- [Recorded data]
○ ○ ○ ○ ○
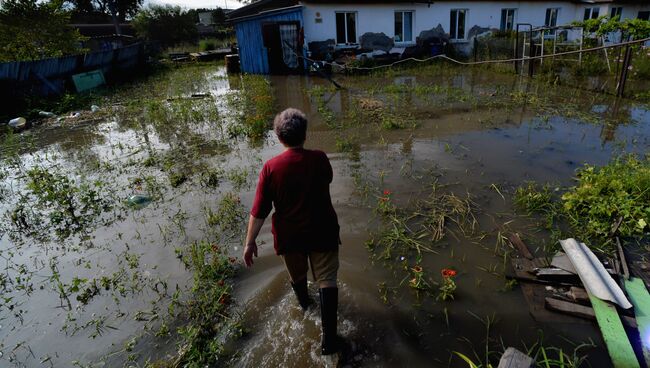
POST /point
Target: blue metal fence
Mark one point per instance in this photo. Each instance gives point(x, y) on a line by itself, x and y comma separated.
point(253, 56)
point(48, 75)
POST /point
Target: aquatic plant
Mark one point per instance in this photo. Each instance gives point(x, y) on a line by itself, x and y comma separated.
point(448, 287)
point(208, 321)
point(602, 197)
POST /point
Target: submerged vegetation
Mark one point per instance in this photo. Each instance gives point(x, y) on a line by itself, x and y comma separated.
point(188, 139)
point(607, 200)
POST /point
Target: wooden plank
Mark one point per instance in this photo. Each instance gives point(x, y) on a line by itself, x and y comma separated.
point(513, 358)
point(521, 247)
point(618, 345)
point(581, 311)
point(621, 255)
point(524, 271)
point(640, 299)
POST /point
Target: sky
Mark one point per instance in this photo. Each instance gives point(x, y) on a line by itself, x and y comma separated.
point(230, 4)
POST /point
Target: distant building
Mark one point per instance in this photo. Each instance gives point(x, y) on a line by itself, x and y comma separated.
point(271, 32)
point(206, 18)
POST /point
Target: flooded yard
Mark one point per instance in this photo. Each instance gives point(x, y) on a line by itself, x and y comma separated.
point(110, 221)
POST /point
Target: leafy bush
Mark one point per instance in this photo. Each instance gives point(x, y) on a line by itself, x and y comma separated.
point(620, 189)
point(31, 29)
point(168, 24)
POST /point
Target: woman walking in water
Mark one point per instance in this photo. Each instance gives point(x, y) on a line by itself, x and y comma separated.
point(305, 227)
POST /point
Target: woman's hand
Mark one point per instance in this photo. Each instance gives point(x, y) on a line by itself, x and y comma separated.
point(249, 250)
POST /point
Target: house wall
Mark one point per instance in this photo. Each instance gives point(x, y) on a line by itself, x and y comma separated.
point(253, 56)
point(380, 17)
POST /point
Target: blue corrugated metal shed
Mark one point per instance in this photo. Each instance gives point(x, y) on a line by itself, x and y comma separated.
point(253, 55)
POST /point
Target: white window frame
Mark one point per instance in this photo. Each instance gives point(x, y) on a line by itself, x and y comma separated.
point(411, 41)
point(591, 12)
point(557, 16)
point(464, 36)
point(356, 27)
point(514, 19)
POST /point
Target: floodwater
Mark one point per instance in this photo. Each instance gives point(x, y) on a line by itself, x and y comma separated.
point(461, 141)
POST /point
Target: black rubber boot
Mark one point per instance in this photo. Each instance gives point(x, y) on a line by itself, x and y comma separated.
point(329, 300)
point(300, 288)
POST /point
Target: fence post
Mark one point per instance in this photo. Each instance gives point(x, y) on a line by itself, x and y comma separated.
point(531, 61)
point(626, 65)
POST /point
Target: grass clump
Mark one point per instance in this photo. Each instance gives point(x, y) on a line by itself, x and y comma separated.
point(602, 196)
point(209, 323)
point(620, 189)
point(256, 106)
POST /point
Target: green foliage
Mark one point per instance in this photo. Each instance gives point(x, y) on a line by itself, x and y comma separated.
point(256, 107)
point(207, 309)
point(168, 24)
point(31, 29)
point(601, 196)
point(636, 28)
point(69, 207)
point(619, 189)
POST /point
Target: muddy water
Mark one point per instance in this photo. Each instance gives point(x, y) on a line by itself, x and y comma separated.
point(463, 143)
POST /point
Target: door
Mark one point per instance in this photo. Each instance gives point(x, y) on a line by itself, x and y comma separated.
point(282, 42)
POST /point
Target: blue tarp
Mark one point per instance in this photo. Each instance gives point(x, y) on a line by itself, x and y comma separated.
point(253, 56)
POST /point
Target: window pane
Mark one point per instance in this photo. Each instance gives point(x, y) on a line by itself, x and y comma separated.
point(452, 24)
point(408, 26)
point(461, 24)
point(399, 37)
point(352, 27)
point(554, 17)
point(340, 27)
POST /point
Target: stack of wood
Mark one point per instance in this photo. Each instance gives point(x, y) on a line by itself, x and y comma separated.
point(552, 286)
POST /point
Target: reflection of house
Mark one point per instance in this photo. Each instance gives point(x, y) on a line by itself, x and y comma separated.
point(270, 32)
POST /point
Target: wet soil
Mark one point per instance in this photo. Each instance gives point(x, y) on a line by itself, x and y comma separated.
point(462, 137)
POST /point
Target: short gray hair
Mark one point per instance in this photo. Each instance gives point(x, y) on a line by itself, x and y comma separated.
point(291, 127)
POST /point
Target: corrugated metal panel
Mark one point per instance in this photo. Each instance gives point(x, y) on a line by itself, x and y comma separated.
point(96, 59)
point(9, 70)
point(252, 53)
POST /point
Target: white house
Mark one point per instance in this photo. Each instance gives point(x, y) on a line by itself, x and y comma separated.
point(343, 23)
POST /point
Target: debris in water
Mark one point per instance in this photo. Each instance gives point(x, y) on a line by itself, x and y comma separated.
point(139, 200)
point(46, 114)
point(18, 123)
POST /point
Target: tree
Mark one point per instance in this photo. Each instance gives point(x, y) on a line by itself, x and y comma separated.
point(165, 23)
point(32, 29)
point(118, 10)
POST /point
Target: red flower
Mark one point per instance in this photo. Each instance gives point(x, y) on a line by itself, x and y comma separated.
point(446, 272)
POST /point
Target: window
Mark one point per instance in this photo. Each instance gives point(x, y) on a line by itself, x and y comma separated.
point(591, 13)
point(551, 17)
point(457, 24)
point(507, 19)
point(403, 26)
point(346, 27)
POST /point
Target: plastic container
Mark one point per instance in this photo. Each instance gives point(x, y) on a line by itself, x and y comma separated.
point(18, 123)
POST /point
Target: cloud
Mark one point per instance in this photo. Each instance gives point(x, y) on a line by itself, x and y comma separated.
point(192, 4)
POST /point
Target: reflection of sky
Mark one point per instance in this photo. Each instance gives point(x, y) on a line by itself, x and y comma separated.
point(225, 4)
point(640, 114)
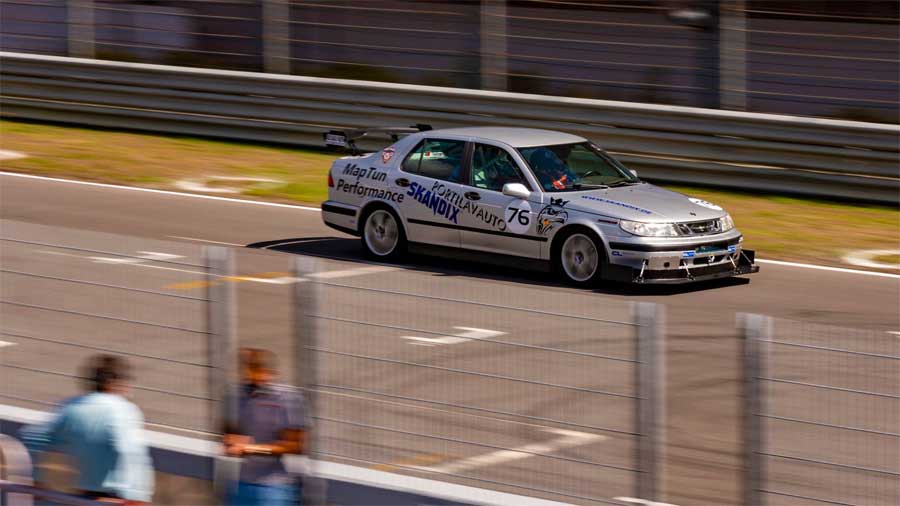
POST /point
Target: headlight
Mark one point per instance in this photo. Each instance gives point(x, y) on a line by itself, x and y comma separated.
○ ○ ○ ○ ○
- [WORK ITEM] Could you copy, exactly and with no pictures, each line from the first one above to the line holding "Target: wooden plank"?

- [ANSWER BELOW]
POST /point
Target: blue metal fence
Mark one point per instance in this photo. Each instance gives point(x, y) on a line by itself, x and y comma separated.
point(253, 56)
point(48, 75)
POST /point
Target: aquatic plant
Mark one point per instance in this photo. Each instance gives point(x, y) on a line by itself, x and y comma separated.
point(448, 287)
point(208, 321)
point(602, 197)
POST /point
Target: submerged vegetation
Mark one point per instance in this photo. Each instance gives point(x, y) on a line by itself, x and y comma separated.
point(188, 139)
point(607, 200)
POST /point
Target: wooden plank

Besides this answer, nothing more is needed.